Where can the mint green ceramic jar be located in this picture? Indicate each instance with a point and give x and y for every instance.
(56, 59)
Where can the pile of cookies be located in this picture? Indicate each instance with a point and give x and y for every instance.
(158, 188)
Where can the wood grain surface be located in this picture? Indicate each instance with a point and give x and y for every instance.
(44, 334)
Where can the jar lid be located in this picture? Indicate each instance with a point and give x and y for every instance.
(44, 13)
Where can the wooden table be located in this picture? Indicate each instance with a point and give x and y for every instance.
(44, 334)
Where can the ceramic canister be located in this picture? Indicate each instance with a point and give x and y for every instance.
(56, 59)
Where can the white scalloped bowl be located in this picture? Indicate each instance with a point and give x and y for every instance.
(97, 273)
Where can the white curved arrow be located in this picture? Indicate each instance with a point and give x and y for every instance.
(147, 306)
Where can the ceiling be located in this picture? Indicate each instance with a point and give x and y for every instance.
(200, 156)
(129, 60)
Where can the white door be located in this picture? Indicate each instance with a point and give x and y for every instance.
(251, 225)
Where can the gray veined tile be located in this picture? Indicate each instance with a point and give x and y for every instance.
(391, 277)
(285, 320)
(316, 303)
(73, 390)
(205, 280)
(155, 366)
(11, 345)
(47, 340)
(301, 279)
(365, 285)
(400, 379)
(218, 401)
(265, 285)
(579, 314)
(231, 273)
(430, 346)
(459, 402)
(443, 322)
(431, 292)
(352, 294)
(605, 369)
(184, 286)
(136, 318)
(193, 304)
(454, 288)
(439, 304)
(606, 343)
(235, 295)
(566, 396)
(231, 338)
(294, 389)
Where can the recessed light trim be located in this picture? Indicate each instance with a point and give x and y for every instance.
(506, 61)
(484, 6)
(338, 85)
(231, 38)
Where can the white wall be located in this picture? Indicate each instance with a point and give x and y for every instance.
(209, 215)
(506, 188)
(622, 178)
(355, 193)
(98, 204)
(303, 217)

========

### Prompt
Reproduce the lines of the material word for word, starting at the line that contains "Where can the recessed" and ending at the final line of the material.

### Written answer
Where can the recessed light trim be located in this picture? Indicate each instance with a point and give x and y for every instance.
(506, 61)
(484, 6)
(338, 85)
(231, 38)
Where can the white wall be located in this picture? Indicate each instance with a point and give x and y for every instance.
(209, 215)
(506, 188)
(622, 178)
(355, 193)
(98, 204)
(303, 217)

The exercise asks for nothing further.